## Short task
Return the material below line for line with nothing changed, leaving out the pictures.

________________

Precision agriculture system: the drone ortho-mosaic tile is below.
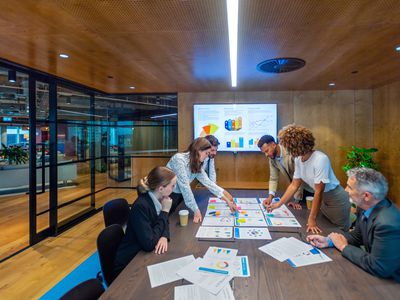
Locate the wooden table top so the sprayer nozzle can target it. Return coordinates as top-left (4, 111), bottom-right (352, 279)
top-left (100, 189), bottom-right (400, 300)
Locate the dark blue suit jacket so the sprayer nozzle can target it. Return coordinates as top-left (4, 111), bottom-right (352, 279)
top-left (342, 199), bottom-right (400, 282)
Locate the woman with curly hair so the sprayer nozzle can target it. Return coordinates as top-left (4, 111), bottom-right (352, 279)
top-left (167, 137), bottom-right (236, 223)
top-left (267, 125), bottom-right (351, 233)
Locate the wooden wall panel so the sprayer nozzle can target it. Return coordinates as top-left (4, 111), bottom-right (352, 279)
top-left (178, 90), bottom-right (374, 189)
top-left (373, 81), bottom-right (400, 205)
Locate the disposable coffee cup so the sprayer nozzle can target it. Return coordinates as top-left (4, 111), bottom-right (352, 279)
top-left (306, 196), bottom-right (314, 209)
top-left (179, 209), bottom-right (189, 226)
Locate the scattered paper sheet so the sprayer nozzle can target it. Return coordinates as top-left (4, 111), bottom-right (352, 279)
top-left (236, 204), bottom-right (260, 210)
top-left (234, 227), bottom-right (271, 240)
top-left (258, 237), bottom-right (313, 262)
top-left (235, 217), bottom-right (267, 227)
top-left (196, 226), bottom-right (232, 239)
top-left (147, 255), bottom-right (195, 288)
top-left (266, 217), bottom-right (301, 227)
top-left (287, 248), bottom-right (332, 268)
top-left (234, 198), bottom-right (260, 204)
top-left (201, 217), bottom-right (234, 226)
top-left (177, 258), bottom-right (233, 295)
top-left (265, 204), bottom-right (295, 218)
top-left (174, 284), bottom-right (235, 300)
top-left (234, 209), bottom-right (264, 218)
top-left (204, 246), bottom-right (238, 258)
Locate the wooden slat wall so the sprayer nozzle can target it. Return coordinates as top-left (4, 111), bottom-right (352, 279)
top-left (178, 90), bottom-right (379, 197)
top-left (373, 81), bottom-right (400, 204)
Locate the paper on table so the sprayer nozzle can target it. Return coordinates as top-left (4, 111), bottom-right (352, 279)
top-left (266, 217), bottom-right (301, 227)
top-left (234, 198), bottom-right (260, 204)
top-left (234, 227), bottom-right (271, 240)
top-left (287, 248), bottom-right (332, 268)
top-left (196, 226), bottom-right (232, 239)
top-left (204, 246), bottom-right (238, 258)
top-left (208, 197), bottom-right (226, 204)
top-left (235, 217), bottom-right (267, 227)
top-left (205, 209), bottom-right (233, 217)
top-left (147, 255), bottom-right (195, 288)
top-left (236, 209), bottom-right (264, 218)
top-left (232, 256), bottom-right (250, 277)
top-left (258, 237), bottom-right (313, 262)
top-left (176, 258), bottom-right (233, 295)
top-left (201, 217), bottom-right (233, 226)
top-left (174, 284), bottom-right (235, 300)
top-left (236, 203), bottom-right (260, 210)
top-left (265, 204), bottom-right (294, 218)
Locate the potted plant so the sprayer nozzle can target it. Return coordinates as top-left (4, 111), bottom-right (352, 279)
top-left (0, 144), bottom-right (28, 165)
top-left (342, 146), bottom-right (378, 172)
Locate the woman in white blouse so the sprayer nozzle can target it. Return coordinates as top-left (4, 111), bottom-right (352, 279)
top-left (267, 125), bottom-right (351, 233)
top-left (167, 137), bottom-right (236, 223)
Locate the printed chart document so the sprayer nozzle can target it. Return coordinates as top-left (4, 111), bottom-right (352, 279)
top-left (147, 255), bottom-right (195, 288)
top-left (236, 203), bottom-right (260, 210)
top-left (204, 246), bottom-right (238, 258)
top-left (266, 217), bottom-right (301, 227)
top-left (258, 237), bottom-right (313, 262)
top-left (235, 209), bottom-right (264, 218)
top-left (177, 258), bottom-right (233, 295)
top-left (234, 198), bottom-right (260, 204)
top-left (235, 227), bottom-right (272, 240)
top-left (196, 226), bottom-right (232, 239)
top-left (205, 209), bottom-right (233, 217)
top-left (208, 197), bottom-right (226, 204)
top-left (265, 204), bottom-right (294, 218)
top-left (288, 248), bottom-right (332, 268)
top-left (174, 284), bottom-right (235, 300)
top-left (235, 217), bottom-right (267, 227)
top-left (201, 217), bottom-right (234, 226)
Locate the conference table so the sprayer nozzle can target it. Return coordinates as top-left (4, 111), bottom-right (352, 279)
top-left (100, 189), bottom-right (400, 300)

________________

## Written solution
Precision agriculture system: the drone ortho-mosaic tile is below.
Locate the wooden table top so the sprayer nozzle can target it. Return coordinates as top-left (4, 111), bottom-right (352, 279)
top-left (100, 189), bottom-right (400, 300)
Locate the dark blue suit jacket so the sprayer nozzle can target it. Return coordinates as top-left (4, 111), bottom-right (352, 279)
top-left (342, 199), bottom-right (400, 282)
Locate the woman with curly hair so the sprayer nozzle can target it. Return coordinates as top-left (4, 111), bottom-right (352, 279)
top-left (167, 137), bottom-right (236, 223)
top-left (267, 125), bottom-right (351, 233)
Locate the wooden wall panel so the sprayer nozzle can target it. Return coordinates as top-left (4, 111), bottom-right (352, 279)
top-left (178, 90), bottom-right (374, 189)
top-left (373, 81), bottom-right (400, 205)
Locate the disposable coffee cup so the sprayer nozzle can target it. Return coordinates as top-left (4, 111), bottom-right (352, 279)
top-left (306, 196), bottom-right (314, 209)
top-left (179, 209), bottom-right (189, 226)
Locate the scattered paper sheet so the sprayer nozzle can target it. Return coordinates as top-left (4, 111), bottom-right (352, 279)
top-left (236, 204), bottom-right (260, 210)
top-left (234, 227), bottom-right (271, 240)
top-left (258, 237), bottom-right (313, 262)
top-left (235, 217), bottom-right (267, 227)
top-left (196, 226), bottom-right (232, 239)
top-left (147, 255), bottom-right (195, 288)
top-left (266, 217), bottom-right (301, 227)
top-left (287, 248), bottom-right (332, 268)
top-left (234, 198), bottom-right (260, 204)
top-left (201, 217), bottom-right (234, 226)
top-left (177, 258), bottom-right (233, 295)
top-left (265, 204), bottom-right (295, 218)
top-left (174, 284), bottom-right (235, 300)
top-left (234, 209), bottom-right (264, 218)
top-left (204, 246), bottom-right (238, 258)
Locate the wooden slat wall so the sprayer nozzle can target it. Return coordinates as top-left (4, 111), bottom-right (352, 279)
top-left (178, 90), bottom-right (379, 197)
top-left (373, 81), bottom-right (400, 204)
Locate the paper on table so the sprayer nozzle can target it. Return coordinates as top-left (4, 111), bottom-right (352, 279)
top-left (266, 217), bottom-right (301, 227)
top-left (234, 198), bottom-right (260, 204)
top-left (234, 227), bottom-right (271, 240)
top-left (287, 248), bottom-right (332, 268)
top-left (196, 226), bottom-right (232, 239)
top-left (204, 246), bottom-right (238, 258)
top-left (208, 197), bottom-right (226, 204)
top-left (235, 217), bottom-right (267, 227)
top-left (205, 209), bottom-right (233, 217)
top-left (147, 255), bottom-right (195, 288)
top-left (236, 209), bottom-right (264, 218)
top-left (232, 256), bottom-right (250, 277)
top-left (258, 237), bottom-right (313, 262)
top-left (176, 258), bottom-right (233, 295)
top-left (201, 217), bottom-right (233, 226)
top-left (174, 284), bottom-right (235, 300)
top-left (236, 203), bottom-right (260, 210)
top-left (265, 204), bottom-right (294, 218)
Locate the potted plant so the sprayer nozzle can target it. Return coordinates as top-left (4, 111), bottom-right (352, 279)
top-left (0, 144), bottom-right (28, 165)
top-left (342, 146), bottom-right (378, 172)
Locate the woman in white blouse so the sprayer nozzle can target it. Return coordinates as top-left (4, 111), bottom-right (352, 279)
top-left (267, 125), bottom-right (351, 233)
top-left (167, 137), bottom-right (236, 223)
Locate the printed chart document so the sprayer nozzle can target it. Return coordinates as top-left (4, 111), bottom-right (352, 279)
top-left (147, 255), bottom-right (195, 288)
top-left (236, 203), bottom-right (260, 210)
top-left (204, 246), bottom-right (238, 258)
top-left (266, 217), bottom-right (301, 227)
top-left (258, 237), bottom-right (313, 262)
top-left (235, 209), bottom-right (264, 218)
top-left (177, 258), bottom-right (233, 295)
top-left (234, 198), bottom-right (260, 204)
top-left (235, 227), bottom-right (272, 240)
top-left (196, 226), bottom-right (232, 239)
top-left (205, 209), bottom-right (233, 217)
top-left (208, 197), bottom-right (226, 204)
top-left (265, 204), bottom-right (294, 218)
top-left (288, 248), bottom-right (332, 268)
top-left (174, 284), bottom-right (235, 300)
top-left (235, 217), bottom-right (267, 227)
top-left (201, 217), bottom-right (234, 226)
Locate the conference table so the sprayer nozzle can target it. Return coordinates as top-left (4, 111), bottom-right (352, 279)
top-left (100, 189), bottom-right (400, 300)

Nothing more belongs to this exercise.